PASSAGE SHOWN:
I don't agree with this last statement. The genetic engineers are
_manipulating_ a natural process to reach their goals. If this process
were not natural, there would be not even a modicum of credibility in the
anti-GE claims that these genes will escape and move into numerous
other species. (Of course, that argument is self-defeating, since, if this
natural gene movement were so easy and ubiquitous, the genes in
question would already be everywhere).
In engineering a bacterium to produce some desired chemical
product, say, insulin, the natural ability of bacteria to take up genetic
material from their evironment may be used. The engineer isolates
the desired genetic sequence and sticks it onto a bacterial plasmid.
Intact bacteria in solution will then take in these plasmids and,
sometimes, incorporate the desired characteristic. Alternatively, a
bacteriophage may be used as a vector -- the phage injects the
genes into the bacteria -- if the reproductive mechanism of the phage
has first been crippled, the bacteria survive with the new genetic
material functioning to produce the desired metabolic by-product.
Of course, the _natural_ movement of genetic material by viruses is not
directed at a human goal. In the process of infecting a cell, certain types
of viruses (the retroviruses) end up transferring extra DNA that codes
for who-knows-what. The genetic engineers use this ability of
these viruses to carry specific, desired characteristics into the target
The process in the lab is not precisely controlled. Not every target
bacterial, plant, or mammalian cell ends up expressing the new traits.
That is why it has been common practice to link the traits to antibiotic
genes (originally from existing bacteria). This provides the
technicians to cull the ones without the trait and culture the others.
As far as I know, the lab scientists are not designing new genes;
human knowledge is not yet anywhere near advanced enough to do this
with foreknowledge of what it is that is being designed. The genes
that are being moved already exist in nature; the GE technicians are
just manipulating bacterial and viral characteristics to put these genes
where their expression can be more useful (obviously, to the owners of
the technology or holders of the patents).
You may not like the idea of gene movement without sex (or some form
of untampered microbiological conjugation); you may be fearful of the
ultimate consequences of doing this; you may (well!) doubt the good
intentions of the corporate developers of this technology; but, to claim
this process doesn't even mimic nature demonstrates an incomplete
understanding both of nature and of genetic engineering.

INFORMATION:

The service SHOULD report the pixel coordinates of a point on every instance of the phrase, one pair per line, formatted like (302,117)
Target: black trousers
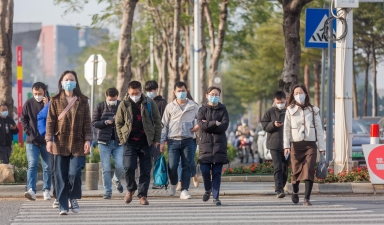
(144,152)
(280,165)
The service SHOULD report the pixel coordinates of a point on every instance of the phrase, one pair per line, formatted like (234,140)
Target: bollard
(375,134)
(100,174)
(91,176)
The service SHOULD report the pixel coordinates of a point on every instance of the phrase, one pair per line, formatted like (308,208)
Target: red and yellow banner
(19,74)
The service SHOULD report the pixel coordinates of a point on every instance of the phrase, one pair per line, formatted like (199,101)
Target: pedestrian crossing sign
(314,28)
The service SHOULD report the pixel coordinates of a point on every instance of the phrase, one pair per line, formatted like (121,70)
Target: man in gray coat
(273,123)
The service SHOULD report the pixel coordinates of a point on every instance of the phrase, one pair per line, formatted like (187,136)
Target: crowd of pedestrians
(141,127)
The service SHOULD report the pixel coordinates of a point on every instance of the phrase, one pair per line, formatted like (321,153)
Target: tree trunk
(124,58)
(161,63)
(374,73)
(306,77)
(216,49)
(203,54)
(173,65)
(6,33)
(317,71)
(291,28)
(355,100)
(367,63)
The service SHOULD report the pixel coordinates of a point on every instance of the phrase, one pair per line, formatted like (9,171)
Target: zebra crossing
(172,210)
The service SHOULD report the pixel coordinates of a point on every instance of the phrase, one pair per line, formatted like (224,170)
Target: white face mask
(39,98)
(300,98)
(135,98)
(280,105)
(112,102)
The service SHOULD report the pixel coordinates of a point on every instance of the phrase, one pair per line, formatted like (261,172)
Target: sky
(46,12)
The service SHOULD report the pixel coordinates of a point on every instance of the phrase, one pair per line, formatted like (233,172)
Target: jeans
(68,178)
(214,184)
(53,175)
(144,152)
(106,151)
(193,164)
(180,150)
(280,165)
(33,154)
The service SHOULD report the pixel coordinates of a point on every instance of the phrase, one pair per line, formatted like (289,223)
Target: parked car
(360,137)
(367,121)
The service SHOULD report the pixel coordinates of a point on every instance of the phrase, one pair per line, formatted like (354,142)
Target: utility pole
(196,50)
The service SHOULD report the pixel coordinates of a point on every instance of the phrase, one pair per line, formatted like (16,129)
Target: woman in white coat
(302,129)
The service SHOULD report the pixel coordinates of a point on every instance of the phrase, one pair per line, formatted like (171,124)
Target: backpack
(160,175)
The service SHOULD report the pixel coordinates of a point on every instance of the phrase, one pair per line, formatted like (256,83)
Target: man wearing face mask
(180,124)
(138,126)
(36,144)
(103,119)
(152,88)
(7,129)
(273,124)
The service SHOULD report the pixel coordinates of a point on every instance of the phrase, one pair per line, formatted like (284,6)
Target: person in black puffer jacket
(213,121)
(103,118)
(273,124)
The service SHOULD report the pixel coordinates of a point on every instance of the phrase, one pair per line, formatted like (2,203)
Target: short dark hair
(279,95)
(211,88)
(39,85)
(112,92)
(134,85)
(151,85)
(180,84)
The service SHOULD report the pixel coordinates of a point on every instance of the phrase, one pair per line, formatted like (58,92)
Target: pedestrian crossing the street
(172,210)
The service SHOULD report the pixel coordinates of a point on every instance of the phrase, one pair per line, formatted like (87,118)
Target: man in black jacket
(103,118)
(152,88)
(7,129)
(273,124)
(36,144)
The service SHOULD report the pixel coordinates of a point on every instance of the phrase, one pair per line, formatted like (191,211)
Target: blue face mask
(151,94)
(213,99)
(4,113)
(181,95)
(68,85)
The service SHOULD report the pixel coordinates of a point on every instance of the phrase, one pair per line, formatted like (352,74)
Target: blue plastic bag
(160,175)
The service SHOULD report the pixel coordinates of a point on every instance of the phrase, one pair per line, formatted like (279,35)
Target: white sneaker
(185,195)
(75,206)
(31,195)
(172,190)
(55,204)
(63,213)
(47,195)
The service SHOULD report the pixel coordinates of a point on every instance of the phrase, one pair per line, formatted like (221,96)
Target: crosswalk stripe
(244,210)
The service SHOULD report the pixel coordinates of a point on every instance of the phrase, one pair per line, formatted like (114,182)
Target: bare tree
(216,48)
(6,33)
(124,57)
(291,28)
(317,71)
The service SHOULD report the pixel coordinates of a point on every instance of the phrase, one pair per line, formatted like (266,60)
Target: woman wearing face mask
(273,124)
(68,136)
(213,121)
(302,129)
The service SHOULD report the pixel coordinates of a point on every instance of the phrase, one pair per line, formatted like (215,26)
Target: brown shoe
(144,201)
(128,197)
(307,202)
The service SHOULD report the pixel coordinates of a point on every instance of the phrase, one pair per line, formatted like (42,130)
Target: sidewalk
(227,188)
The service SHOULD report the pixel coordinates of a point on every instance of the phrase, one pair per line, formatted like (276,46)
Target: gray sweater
(178,121)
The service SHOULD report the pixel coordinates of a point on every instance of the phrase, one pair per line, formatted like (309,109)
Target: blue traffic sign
(314,28)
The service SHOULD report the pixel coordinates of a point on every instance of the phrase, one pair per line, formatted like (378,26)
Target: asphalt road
(326,209)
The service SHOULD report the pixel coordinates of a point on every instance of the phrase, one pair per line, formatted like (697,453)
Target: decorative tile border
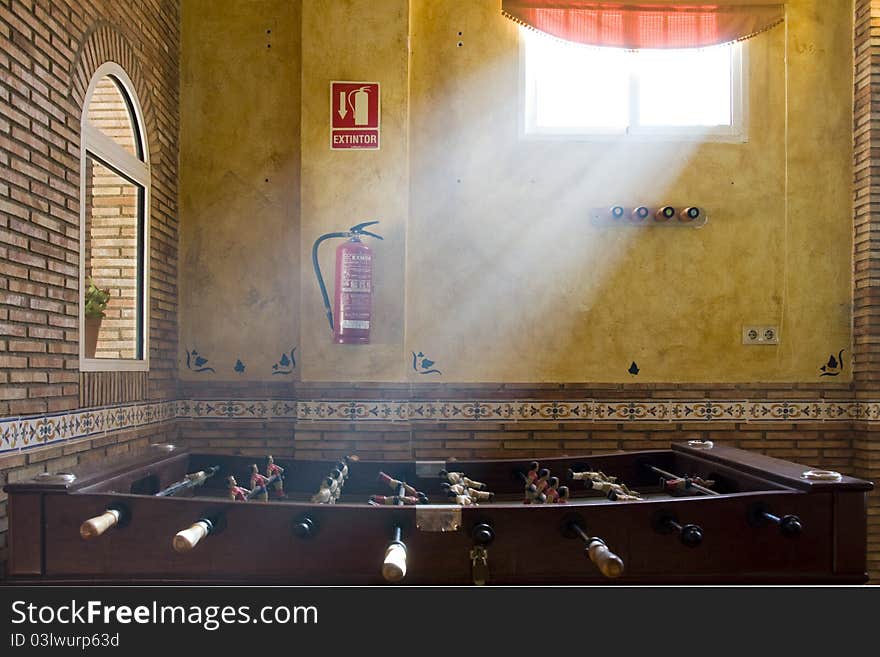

EXERCISE BRIEF:
Output the portion of the genetic engineering passage between "I don't agree" and "already be everywhere).", inclusive, reproducing it word for word. Rely only on the text to complete this.

FINISHED TASK:
I don't agree with this last statement. The genetic engineers are
_manipulating_ a natural process to reach their goals. If this process
were not natural, there would be not even a modicum of credibility in the
anti-GE claims that these genes will escape and move into numerous
other species. (Of course, that argument is self-defeating, since, if this
natural gene movement were so easy and ubiquitous, the genes in
question would already be everywhere).